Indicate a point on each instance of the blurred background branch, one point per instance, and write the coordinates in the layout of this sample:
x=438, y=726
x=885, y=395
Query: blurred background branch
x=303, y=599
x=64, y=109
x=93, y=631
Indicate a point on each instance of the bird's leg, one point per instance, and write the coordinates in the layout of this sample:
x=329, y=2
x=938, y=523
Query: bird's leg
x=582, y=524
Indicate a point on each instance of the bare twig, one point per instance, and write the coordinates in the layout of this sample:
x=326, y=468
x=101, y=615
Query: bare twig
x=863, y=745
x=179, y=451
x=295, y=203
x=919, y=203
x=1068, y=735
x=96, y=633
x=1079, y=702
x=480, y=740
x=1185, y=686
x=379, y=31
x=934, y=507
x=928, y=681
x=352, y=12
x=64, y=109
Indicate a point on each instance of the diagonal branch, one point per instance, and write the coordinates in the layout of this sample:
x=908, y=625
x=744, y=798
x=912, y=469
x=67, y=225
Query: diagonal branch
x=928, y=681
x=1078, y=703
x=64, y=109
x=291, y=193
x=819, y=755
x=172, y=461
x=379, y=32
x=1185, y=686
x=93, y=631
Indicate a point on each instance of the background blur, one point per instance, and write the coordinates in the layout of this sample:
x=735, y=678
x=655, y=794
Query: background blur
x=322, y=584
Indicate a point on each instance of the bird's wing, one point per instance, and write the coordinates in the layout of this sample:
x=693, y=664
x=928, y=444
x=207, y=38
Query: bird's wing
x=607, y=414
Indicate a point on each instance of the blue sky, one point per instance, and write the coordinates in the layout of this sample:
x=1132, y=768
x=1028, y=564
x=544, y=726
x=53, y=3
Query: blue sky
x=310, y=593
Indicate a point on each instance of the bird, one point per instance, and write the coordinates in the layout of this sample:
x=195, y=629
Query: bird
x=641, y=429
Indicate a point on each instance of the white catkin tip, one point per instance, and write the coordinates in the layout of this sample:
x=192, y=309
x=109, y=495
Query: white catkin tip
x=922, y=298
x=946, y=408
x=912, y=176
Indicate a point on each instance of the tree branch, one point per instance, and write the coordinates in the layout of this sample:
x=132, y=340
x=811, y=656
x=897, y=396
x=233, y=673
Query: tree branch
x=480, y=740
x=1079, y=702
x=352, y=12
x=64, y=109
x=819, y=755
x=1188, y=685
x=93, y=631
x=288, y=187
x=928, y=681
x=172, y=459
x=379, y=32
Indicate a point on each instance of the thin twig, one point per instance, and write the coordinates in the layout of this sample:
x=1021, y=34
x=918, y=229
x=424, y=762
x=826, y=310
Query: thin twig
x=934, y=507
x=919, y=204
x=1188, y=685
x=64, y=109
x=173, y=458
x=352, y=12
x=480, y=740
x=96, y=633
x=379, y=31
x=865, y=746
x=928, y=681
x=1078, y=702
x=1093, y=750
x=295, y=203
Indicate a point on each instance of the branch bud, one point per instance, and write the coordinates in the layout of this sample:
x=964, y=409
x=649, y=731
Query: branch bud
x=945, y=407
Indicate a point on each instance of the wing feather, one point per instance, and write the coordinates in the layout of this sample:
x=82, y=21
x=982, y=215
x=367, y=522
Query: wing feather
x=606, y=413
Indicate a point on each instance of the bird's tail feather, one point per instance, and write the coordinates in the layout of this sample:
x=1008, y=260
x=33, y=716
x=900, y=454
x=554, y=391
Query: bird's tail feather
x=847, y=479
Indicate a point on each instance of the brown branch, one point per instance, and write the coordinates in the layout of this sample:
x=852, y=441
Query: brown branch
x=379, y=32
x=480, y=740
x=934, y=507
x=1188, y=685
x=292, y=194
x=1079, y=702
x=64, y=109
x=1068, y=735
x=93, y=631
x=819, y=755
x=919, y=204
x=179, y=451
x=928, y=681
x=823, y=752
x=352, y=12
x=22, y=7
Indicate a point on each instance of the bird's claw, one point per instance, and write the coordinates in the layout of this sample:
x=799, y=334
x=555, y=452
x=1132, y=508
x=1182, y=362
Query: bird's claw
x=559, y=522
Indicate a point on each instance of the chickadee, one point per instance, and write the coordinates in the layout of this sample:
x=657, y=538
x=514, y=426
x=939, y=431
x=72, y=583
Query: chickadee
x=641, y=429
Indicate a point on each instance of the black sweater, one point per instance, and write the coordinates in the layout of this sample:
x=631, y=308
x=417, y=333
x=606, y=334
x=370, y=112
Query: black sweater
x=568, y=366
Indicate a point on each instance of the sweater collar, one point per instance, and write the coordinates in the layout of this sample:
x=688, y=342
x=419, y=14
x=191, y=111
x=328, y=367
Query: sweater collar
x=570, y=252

◆ ◆ ◆ ◆ ◆

▶ [What is needed] From the first line of the data through the line with "x=101, y=615", quote each line exactly and add nothing else.

▶ [Exercise output]
Indicate a point on each instance of the blurred background branch, one point per instance, and write the coordinates in the layout of this sample:
x=438, y=726
x=885, y=395
Query: blurred background branch
x=303, y=599
x=64, y=109
x=93, y=631
Indicate a point on each instance of the bird's leg, one point per instance, and write the coordinates in the layout of this sample:
x=329, y=2
x=938, y=523
Query: bird's leg
x=582, y=524
Indicate a point on each instance of the bare twig, one point per instance, and write the coordinates in the layout of this sample:
x=326, y=468
x=101, y=615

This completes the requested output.